• [Items]
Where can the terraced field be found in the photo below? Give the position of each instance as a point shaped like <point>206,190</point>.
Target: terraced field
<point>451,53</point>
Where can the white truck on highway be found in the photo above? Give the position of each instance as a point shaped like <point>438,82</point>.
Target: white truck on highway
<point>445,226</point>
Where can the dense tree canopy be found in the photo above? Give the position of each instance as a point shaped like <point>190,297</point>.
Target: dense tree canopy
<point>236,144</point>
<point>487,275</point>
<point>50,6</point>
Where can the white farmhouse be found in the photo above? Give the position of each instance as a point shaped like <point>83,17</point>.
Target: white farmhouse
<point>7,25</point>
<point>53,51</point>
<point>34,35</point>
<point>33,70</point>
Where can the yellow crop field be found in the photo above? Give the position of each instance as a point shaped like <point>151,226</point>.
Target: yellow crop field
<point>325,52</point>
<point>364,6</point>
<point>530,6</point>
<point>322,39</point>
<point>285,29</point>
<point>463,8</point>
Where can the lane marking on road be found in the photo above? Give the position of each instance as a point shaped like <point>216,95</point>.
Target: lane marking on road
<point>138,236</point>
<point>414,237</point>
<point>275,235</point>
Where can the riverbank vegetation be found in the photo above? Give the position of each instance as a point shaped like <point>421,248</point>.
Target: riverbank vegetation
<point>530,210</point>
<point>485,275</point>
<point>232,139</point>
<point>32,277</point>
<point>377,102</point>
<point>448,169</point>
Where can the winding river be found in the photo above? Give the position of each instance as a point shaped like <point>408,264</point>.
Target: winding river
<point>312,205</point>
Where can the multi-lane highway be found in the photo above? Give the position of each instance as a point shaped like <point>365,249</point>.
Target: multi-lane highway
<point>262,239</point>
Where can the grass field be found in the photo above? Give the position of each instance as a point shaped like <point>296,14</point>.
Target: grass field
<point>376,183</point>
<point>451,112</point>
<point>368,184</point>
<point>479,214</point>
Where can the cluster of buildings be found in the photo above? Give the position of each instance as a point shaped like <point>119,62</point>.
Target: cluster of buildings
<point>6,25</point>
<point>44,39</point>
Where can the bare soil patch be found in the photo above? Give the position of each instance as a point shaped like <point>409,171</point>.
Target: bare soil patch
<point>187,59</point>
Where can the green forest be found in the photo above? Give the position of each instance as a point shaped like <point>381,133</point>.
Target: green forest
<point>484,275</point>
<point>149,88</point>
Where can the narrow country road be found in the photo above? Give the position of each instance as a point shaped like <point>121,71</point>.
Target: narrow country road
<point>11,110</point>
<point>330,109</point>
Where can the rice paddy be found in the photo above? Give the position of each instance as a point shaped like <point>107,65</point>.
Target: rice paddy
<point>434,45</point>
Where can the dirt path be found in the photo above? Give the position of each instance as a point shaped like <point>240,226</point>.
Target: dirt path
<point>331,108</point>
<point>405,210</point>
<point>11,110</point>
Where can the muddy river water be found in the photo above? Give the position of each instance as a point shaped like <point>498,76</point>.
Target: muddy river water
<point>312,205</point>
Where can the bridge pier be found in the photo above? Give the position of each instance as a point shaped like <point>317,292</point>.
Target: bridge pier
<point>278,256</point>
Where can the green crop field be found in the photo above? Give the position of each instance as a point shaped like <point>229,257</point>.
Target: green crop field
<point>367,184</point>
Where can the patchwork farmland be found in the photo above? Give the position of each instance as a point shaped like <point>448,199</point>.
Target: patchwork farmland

• [What the task asks]
Render the listing above as a Markdown table with two columns, Line No. and Content, giving each line its own row numbered in order and leaving out blank lines.

• [Exercise solution]
| Line No. | Content |
|---|---|
| 1 | Where can the terraced field be found in the photo below? Give the position of each instance as a point shaped like <point>206,190</point>. |
| 2 | Target: terraced field |
| 3 | <point>451,53</point> |
| 4 | Where can the white truck on highway be found in the photo above? Give the position of each instance as a point shaped like <point>438,82</point>. |
| 5 | Target: white truck on highway |
| 6 | <point>445,226</point> |
| 7 | Where can the dense tree canopy be found in the photo above? Give the position of each instance as a point shaped like <point>190,297</point>. |
| 8 | Target: dense tree canopy |
| 9 | <point>236,144</point> |
| 10 | <point>487,275</point> |
| 11 | <point>50,6</point> |
| 12 | Where can the white farmhouse be found in the photo above? Give the position of each instance as a point shaped like <point>83,17</point>. |
| 13 | Target: white farmhouse |
| 14 | <point>7,25</point> |
| 15 | <point>53,51</point> |
| 16 | <point>34,35</point> |
| 17 | <point>33,70</point> |
| 18 | Where can the yellow crop field be found in the photo above? Give the position of each instance as a point shaped like <point>151,226</point>. |
| 19 | Target: yellow crop field |
| 20 | <point>325,52</point> |
| 21 | <point>364,6</point> |
| 22 | <point>530,6</point> |
| 23 | <point>322,39</point> |
| 24 | <point>285,29</point> |
| 25 | <point>463,8</point> |
| 26 | Where can the lane marking on road be found in the photo above? Give the position of each instance as a point shaped like <point>216,95</point>. |
| 27 | Target: lane marking on road |
| 28 | <point>138,236</point> |
| 29 | <point>414,237</point> |
| 30 | <point>275,235</point> |
| 31 | Where can the riverbank vegetation be found in the photo above? Give the position of each instance as a point shaped like <point>421,248</point>. |
| 32 | Target: riverbank vegetation |
| 33 | <point>530,210</point> |
| 34 | <point>485,275</point> |
| 35 | <point>232,139</point> |
| 36 | <point>32,277</point> |
| 37 | <point>377,102</point> |
| 38 | <point>448,169</point> |
| 39 | Where can the winding river be found in the photo above? Give the position of each instance as a point shaped like <point>408,264</point>. |
| 40 | Target: winding river |
| 41 | <point>312,205</point> |
| 42 | Where can the multi-lane highway be found in the photo above? Give the position of each instance as a point shaped like <point>365,249</point>. |
| 43 | Target: multi-lane highway |
| 44 | <point>262,239</point> |
| 45 | Where can the grass field be found in the photo above? Give the position of each instance as a point shaped like <point>296,14</point>. |
| 46 | Target: grass field |
| 47 | <point>376,183</point> |
| 48 | <point>451,112</point> |
| 49 | <point>368,184</point> |
| 50 | <point>479,214</point> |
| 51 | Where can the cluster of buildings be found in the photo above? Give the position of each instance as a point shaped like <point>119,62</point>. |
| 52 | Target: cluster of buildings |
| 53 | <point>6,25</point> |
| 54 | <point>44,39</point> |
| 55 | Where can the bare soil patch be found in the photo above? Give the position of each instance as a point shaped like <point>409,171</point>. |
| 56 | Target: bare soil patch |
| 57 | <point>187,59</point> |
| 58 | Where can the green forest be found in the photo above? Give the position of each instance as a point shaped like <point>381,133</point>. |
| 59 | Target: green forest |
| 60 | <point>484,275</point> |
| 61 | <point>149,88</point> |
| 62 | Where can the narrow country road be found in the photo above? Give the position of each instance as a point shaped like <point>121,71</point>. |
| 63 | Target: narrow country road |
| 64 | <point>11,110</point> |
| 65 | <point>330,109</point> |
| 66 | Where can the rice paddy be found in the photo above? Give the position of each instance as a point shaped like <point>107,65</point>. |
| 67 | Target: rice paddy |
| 68 | <point>434,45</point> |
| 69 | Where can the dirt path be found in the photo above? Give the position of each instance as a point shaped like <point>240,226</point>. |
| 70 | Target: dirt path |
| 71 | <point>331,108</point> |
| 72 | <point>405,210</point> |
| 73 | <point>11,110</point> |
| 74 | Where can the muddy river water be found in the photo above? Give the position of each instance as a point shaped like <point>498,76</point>. |
| 75 | Target: muddy river water |
| 76 | <point>312,205</point> |
| 77 | Where can the bridge pier be found in the photo above? Give the position of each instance as a point shaped like <point>317,292</point>. |
| 78 | Target: bridge pier |
| 79 | <point>278,256</point> |
| 80 | Where can the green crop field be found in the photo above? Give the position of each instance as a point shaped like <point>229,257</point>. |
| 81 | Target: green crop field |
| 82 | <point>367,184</point> |
| 83 | Where can the patchwork farmland be found in the photo above? Give the position of each instance as a point shaped like <point>448,199</point>. |
| 84 | Target: patchwork farmland |